— RAW DATA —

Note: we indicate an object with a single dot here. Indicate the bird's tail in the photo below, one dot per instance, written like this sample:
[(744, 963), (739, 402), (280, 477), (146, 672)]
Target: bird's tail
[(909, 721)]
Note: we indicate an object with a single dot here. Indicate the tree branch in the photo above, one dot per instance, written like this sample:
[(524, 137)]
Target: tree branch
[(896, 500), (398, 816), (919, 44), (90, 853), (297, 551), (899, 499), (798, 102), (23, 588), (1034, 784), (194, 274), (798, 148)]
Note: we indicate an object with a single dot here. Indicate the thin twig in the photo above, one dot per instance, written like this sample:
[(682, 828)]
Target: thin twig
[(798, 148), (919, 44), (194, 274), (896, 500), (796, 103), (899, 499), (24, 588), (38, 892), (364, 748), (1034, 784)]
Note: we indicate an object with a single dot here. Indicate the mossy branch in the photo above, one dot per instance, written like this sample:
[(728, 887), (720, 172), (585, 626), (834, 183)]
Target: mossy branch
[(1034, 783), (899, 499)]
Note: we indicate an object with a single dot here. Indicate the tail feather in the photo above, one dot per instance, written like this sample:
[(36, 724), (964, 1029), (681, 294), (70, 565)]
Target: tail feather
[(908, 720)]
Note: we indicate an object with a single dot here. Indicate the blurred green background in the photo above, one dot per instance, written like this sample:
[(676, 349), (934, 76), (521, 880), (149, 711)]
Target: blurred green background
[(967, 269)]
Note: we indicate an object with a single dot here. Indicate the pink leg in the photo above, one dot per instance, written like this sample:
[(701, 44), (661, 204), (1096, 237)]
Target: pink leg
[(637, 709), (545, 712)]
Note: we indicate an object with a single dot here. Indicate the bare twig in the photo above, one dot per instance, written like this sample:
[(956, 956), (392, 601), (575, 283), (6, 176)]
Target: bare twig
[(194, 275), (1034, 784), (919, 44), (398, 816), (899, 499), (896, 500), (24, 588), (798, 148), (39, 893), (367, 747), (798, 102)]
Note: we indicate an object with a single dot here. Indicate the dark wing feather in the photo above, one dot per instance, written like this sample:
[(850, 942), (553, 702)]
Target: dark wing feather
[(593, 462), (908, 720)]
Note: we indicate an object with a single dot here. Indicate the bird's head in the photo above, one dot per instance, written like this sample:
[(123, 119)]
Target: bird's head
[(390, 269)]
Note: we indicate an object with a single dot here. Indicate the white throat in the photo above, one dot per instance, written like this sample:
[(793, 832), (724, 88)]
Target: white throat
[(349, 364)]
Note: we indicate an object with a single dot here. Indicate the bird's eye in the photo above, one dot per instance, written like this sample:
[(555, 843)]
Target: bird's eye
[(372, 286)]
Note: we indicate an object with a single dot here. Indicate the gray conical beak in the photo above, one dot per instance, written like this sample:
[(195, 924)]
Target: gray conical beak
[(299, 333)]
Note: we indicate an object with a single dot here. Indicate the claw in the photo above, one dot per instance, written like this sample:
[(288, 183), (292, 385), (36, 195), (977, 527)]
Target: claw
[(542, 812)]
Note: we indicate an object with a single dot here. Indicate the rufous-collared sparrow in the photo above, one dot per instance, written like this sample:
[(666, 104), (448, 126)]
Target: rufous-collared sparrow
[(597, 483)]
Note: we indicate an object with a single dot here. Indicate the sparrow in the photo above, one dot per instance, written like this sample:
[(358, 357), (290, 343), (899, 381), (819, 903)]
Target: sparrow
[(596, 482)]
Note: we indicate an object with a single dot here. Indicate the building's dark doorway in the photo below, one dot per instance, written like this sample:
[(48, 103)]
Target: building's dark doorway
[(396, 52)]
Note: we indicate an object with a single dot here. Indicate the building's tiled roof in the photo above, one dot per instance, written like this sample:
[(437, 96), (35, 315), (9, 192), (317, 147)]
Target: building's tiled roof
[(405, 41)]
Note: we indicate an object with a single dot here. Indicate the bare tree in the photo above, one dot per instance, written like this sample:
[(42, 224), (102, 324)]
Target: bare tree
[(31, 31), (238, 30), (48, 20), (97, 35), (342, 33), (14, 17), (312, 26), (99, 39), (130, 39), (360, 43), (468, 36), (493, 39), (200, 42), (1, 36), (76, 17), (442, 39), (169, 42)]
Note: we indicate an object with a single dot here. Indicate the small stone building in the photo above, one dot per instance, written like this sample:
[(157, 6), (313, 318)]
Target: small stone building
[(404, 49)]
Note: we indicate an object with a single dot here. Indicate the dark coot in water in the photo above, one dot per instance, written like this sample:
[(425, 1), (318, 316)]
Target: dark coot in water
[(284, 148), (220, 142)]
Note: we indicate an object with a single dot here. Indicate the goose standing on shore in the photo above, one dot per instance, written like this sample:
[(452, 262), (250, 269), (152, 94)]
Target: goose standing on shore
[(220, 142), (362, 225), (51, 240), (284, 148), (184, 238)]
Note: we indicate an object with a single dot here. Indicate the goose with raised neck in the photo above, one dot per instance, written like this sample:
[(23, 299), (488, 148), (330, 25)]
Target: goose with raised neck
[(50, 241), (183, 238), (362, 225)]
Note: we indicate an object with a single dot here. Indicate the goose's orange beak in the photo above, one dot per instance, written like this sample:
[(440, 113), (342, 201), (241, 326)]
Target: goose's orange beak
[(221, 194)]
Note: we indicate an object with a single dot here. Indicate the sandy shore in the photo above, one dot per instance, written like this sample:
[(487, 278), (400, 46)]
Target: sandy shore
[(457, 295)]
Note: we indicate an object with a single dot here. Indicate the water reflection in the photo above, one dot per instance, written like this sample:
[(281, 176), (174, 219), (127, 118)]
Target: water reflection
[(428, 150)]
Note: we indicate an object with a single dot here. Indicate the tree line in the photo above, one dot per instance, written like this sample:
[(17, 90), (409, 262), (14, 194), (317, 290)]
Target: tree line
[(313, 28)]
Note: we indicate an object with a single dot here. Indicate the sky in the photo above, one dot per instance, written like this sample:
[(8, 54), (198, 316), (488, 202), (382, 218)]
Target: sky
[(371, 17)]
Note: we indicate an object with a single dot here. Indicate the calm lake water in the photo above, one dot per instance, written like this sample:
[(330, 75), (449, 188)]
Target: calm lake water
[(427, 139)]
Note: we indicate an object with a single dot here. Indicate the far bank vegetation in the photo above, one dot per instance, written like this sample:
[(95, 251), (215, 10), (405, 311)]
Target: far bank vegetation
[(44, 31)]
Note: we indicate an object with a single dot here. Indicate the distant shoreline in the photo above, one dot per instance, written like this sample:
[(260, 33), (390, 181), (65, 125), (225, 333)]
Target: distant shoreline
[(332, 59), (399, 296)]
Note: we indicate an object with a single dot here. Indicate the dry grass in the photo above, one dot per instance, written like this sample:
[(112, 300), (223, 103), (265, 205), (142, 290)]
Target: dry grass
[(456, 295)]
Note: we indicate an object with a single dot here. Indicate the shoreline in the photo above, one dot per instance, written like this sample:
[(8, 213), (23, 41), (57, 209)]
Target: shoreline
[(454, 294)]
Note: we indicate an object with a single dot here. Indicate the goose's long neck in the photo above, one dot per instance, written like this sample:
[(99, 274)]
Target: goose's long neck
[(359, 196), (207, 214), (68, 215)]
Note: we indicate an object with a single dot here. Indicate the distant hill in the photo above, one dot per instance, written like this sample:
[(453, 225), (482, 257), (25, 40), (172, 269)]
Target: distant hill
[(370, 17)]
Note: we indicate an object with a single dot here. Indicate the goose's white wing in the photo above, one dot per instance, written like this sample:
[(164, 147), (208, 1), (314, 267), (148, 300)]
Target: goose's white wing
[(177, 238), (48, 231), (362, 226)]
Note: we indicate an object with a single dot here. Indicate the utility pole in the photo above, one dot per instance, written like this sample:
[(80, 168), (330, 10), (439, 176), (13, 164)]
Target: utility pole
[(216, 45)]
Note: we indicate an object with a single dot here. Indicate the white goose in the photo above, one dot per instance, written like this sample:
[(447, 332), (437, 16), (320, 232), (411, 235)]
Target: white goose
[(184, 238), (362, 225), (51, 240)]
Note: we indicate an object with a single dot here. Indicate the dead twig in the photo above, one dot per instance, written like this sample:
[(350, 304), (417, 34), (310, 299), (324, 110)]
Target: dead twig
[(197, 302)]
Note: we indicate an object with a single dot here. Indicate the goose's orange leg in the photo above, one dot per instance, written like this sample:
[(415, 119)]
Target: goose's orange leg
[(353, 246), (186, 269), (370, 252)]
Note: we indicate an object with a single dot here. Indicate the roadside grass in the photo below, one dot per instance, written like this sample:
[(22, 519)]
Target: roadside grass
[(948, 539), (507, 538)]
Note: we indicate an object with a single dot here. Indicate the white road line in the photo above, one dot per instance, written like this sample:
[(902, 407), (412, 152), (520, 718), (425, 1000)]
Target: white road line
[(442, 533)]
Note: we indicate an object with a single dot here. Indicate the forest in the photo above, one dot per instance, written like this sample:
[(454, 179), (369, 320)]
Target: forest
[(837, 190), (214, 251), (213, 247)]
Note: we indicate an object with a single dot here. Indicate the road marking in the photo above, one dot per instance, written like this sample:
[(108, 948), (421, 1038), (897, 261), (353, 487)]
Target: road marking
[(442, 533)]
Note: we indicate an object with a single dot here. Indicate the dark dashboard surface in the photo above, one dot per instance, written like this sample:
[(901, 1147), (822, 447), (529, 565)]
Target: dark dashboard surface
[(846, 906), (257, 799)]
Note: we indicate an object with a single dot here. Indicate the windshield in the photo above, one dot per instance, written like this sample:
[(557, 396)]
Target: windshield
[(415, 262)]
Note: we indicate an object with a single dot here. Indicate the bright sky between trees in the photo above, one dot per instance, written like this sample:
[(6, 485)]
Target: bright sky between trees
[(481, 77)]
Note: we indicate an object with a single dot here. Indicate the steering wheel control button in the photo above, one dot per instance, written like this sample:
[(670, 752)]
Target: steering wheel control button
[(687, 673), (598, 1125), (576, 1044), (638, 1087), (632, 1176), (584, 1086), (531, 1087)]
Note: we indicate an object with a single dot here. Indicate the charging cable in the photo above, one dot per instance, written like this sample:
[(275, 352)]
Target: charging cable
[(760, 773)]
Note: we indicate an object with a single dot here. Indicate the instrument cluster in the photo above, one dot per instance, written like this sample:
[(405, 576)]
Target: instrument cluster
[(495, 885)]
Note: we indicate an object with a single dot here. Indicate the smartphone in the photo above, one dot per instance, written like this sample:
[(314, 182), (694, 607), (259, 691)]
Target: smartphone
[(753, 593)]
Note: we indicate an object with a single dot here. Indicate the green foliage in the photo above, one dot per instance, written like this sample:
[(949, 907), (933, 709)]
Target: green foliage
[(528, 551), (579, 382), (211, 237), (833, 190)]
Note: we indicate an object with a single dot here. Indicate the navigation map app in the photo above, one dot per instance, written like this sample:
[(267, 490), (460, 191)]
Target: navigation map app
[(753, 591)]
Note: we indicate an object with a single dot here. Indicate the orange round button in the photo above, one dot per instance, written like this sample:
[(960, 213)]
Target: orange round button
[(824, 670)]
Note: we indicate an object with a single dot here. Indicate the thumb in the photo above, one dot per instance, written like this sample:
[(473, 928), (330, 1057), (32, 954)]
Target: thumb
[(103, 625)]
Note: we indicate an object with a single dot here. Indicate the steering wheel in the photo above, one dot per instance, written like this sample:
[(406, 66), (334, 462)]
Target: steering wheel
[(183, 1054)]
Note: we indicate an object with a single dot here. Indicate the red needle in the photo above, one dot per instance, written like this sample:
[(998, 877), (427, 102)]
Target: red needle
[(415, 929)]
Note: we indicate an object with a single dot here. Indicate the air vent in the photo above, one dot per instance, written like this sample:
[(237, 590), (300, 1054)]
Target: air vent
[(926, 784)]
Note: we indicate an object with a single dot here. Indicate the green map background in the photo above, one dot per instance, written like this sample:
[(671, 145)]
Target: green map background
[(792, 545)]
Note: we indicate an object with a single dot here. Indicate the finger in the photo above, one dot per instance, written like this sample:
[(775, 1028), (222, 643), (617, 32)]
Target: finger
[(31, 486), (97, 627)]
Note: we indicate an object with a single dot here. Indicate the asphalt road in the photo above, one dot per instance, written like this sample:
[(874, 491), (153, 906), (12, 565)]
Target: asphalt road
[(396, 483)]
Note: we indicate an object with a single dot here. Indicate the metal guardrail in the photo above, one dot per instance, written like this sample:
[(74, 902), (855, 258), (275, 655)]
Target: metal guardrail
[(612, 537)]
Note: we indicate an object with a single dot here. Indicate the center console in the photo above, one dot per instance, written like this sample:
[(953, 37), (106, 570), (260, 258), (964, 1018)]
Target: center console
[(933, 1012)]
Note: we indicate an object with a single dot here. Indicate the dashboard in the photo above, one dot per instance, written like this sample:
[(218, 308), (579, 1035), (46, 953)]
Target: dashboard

— THE PROBLEM —
Rewrite the data from the line with "Indicate the sandy" up to and including the line with "[(457, 295)]", keeping every line. Offset each coordinate in the answer points by +44, and leave the format sample coordinates unchanged.

— WORKED ANSWER —
Note: we indicate an object with a single dot here. Indicate the sandy shore in the photo above, one dot per instance, written like this sample:
[(487, 278), (400, 46)]
Target: sandy shore
[(501, 339)]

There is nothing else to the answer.